SUPPLIED TEXT
★ ★ ★ ★ ★ ★ ★
# pregnant or not



## teebos69 (Apr 2, 2005)

--------------------------------------------------------------------------------
hello everybody,there is a female cat that is a barn cat,she is a bob tail,in the last month she has put on alot of weight,could she be pregnant there is alot of males running around too.i was thinking about taking her in and if she has kittens ,after that spaying her.she is friendly there is so many of them running around owner dosent want us feeding them he wants them to eat the mice,i think she is the only female that is there.what should i do.plus the land is for sale what is gonna happen to all the rest. 

_________________


----------



## vanillasugar (Nov 11, 2004)

If she's outside, unspayed and mature, then yes she's most likely pregnant. Infact I would be shocked if she was not pregnant. I suggest doing anything you can for this girl and the kittens, and getting her spayed as soon as possible after kittens are born *remember to keep her indoors during this period as a female can conceive again shortly after giving birth*


----------



## teebos69 (Apr 2, 2005)

thank you so much,she will be kept indoors for the rest of her life,i dont like keeping dogs or cats outdoors especially at night.im planning on getting her next week sometime,will she be ok being kept indoors after being out her whole life.i dont want her stressing out.


----------



## emma_pen (Nov 2, 2004)

You sound like you will be a great mom for her!


----------



## Zalensia (Aug 25, 2003)

If she is the only female aswell it would be great for you to take her.
It would prevent anymore breeding, if when she gave birth and there were females kittens it would soon spiral out of control.
Sounds like she is lucky to have found you


----------



## teebos69 (Apr 2, 2005)
★ ★ ★ ★ ★ ★ ★
DATA LISTING

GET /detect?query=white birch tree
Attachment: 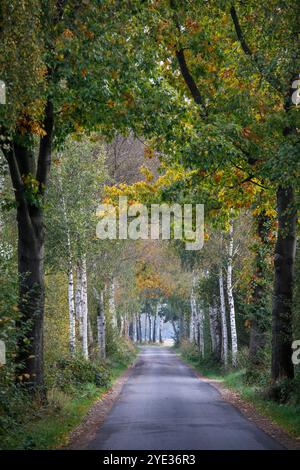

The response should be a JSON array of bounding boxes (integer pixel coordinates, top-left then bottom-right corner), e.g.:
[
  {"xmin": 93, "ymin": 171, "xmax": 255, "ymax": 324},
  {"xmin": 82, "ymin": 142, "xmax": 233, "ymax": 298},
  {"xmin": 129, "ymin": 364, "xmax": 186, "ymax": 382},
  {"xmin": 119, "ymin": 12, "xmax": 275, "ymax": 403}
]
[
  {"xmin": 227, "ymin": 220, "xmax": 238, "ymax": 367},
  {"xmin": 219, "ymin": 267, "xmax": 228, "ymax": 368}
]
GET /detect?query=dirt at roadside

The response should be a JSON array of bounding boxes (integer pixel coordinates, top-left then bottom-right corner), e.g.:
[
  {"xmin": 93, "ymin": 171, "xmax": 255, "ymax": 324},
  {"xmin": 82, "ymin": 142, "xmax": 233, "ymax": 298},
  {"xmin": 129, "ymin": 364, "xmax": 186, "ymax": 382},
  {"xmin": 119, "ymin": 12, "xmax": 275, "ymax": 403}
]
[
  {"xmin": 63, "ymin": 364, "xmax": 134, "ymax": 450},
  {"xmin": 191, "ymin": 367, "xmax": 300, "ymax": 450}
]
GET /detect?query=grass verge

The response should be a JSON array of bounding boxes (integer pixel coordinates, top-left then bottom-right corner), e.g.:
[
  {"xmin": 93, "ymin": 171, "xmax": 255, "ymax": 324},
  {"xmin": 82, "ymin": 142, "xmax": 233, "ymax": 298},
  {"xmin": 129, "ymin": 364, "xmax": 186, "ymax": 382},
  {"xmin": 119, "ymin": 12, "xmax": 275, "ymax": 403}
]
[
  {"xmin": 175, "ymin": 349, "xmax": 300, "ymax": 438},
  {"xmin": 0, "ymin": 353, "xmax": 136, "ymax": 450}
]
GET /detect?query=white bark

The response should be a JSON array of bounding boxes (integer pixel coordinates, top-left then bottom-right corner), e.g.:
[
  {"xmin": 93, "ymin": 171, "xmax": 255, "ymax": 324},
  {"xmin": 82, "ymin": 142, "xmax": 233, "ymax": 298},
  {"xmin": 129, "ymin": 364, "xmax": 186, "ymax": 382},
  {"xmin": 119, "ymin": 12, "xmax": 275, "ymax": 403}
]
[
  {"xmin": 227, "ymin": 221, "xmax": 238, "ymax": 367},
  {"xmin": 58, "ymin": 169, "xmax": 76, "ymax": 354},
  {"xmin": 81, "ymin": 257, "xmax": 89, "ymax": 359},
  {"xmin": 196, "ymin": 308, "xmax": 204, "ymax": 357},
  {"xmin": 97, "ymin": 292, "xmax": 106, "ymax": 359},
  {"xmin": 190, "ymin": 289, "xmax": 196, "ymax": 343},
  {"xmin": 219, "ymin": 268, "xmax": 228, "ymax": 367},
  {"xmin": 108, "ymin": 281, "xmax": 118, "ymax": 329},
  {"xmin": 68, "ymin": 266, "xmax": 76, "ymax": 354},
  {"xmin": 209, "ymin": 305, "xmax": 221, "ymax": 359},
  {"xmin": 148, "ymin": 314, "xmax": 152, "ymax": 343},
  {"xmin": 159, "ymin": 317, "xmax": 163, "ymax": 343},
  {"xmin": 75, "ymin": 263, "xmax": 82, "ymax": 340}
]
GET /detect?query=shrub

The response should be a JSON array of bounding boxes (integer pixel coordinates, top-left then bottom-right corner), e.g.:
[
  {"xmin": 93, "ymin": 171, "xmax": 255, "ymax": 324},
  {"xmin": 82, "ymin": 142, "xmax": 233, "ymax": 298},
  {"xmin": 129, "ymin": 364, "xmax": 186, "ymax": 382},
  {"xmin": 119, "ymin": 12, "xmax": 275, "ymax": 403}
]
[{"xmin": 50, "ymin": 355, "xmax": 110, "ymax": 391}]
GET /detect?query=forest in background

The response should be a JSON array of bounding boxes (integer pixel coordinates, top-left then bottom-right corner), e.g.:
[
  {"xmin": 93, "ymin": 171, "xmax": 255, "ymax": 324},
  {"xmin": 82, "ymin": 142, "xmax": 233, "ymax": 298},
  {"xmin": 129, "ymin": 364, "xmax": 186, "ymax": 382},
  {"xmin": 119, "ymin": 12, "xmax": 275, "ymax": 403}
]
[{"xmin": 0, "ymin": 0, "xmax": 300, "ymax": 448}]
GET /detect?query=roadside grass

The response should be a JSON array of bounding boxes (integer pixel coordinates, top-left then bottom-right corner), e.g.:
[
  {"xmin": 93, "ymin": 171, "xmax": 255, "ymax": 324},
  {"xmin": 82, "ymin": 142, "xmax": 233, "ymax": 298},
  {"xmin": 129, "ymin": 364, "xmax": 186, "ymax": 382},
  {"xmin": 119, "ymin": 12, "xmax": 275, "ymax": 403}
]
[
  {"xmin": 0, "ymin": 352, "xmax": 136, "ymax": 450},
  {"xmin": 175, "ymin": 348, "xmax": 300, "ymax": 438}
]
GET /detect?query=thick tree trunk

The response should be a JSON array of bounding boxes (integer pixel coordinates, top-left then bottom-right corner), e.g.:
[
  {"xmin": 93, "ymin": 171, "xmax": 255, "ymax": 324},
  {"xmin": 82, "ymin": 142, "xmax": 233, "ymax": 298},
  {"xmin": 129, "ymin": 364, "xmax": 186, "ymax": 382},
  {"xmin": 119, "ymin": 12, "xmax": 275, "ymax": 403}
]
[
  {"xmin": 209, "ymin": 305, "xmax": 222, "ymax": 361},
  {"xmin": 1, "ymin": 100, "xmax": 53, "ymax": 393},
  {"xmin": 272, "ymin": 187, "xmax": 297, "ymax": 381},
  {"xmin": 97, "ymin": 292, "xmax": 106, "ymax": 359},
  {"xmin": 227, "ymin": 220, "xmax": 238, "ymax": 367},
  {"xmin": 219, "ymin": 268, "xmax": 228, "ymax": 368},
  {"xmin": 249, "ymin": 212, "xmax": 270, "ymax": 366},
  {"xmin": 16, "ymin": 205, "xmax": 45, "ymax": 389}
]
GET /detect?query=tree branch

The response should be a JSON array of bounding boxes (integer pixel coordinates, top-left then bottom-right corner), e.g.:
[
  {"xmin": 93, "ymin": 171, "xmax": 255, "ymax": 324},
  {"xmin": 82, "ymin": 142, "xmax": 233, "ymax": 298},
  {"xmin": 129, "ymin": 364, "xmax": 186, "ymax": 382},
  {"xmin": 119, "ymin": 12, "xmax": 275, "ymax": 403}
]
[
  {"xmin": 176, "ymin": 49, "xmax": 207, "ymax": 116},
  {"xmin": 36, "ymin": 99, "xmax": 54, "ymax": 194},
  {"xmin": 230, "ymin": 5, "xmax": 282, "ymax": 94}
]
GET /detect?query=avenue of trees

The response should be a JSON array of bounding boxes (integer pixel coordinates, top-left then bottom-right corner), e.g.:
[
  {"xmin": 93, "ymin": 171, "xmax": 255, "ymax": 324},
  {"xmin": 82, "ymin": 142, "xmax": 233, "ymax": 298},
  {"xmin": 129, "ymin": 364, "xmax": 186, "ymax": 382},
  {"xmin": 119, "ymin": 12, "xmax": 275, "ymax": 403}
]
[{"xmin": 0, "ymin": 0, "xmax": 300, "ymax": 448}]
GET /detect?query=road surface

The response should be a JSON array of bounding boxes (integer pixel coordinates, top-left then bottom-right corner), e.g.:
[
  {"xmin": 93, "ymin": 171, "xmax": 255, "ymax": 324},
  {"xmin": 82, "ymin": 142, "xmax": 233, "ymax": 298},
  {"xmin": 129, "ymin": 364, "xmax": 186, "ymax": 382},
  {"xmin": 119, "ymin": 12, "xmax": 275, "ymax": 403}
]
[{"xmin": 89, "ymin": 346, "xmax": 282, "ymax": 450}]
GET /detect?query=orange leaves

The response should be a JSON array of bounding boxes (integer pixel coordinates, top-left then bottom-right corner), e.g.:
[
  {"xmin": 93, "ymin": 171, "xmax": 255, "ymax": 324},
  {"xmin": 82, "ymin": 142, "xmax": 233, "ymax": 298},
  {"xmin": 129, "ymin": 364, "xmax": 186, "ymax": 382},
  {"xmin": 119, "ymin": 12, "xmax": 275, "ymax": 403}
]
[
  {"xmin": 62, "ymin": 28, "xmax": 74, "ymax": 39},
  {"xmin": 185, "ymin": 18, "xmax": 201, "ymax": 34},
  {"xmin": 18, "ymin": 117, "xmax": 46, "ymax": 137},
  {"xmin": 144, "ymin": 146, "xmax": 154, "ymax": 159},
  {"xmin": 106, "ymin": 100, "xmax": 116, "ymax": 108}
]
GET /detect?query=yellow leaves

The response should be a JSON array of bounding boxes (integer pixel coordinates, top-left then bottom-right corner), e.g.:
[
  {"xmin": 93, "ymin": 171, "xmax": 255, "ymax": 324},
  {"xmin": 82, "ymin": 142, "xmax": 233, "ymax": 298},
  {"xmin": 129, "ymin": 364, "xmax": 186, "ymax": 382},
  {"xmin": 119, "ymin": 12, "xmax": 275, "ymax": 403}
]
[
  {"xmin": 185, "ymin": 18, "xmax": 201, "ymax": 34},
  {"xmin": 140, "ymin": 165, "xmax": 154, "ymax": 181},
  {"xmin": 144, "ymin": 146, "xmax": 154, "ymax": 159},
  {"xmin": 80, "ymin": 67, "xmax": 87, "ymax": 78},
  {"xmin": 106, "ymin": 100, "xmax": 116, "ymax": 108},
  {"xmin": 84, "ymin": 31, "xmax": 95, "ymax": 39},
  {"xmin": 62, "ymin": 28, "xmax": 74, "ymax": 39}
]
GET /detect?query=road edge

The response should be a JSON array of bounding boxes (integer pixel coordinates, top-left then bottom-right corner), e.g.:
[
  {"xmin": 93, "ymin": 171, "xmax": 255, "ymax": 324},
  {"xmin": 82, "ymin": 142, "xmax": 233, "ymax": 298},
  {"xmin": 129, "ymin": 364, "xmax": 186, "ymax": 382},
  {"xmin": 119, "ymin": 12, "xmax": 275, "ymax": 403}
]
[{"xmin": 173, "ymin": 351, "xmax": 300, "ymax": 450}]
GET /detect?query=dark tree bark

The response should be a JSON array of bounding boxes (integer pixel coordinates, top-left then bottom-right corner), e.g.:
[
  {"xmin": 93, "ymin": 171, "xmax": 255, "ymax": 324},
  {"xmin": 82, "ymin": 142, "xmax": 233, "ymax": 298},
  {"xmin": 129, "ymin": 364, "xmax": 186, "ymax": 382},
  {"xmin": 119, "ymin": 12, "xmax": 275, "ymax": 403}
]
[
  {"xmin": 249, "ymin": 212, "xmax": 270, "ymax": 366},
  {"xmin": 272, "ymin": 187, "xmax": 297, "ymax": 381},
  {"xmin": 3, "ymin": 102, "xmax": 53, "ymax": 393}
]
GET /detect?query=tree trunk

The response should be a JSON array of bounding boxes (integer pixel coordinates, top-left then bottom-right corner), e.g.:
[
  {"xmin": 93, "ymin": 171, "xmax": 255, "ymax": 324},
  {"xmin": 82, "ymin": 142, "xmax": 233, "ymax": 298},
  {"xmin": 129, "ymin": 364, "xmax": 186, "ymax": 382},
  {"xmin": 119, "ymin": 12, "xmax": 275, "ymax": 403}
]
★ ★ ★ ★ ★ ★ ★
TO DO
Please copy the barn cat thread word for word from "thank you so" to "(Nov 2, 2004)". The data come from a different source than the barn cat thread.

RESULT OF THIS TASK
thank you so much,she will be kept indoors for the rest of her life,i dont like keeping dogs or cats outdoors especially at night.im planning on getting her next week sometime,will she be ok being kept indoors after being out her whole life.i dont want her stressing out.


----------



## emma_pen (Nov 2, 2004)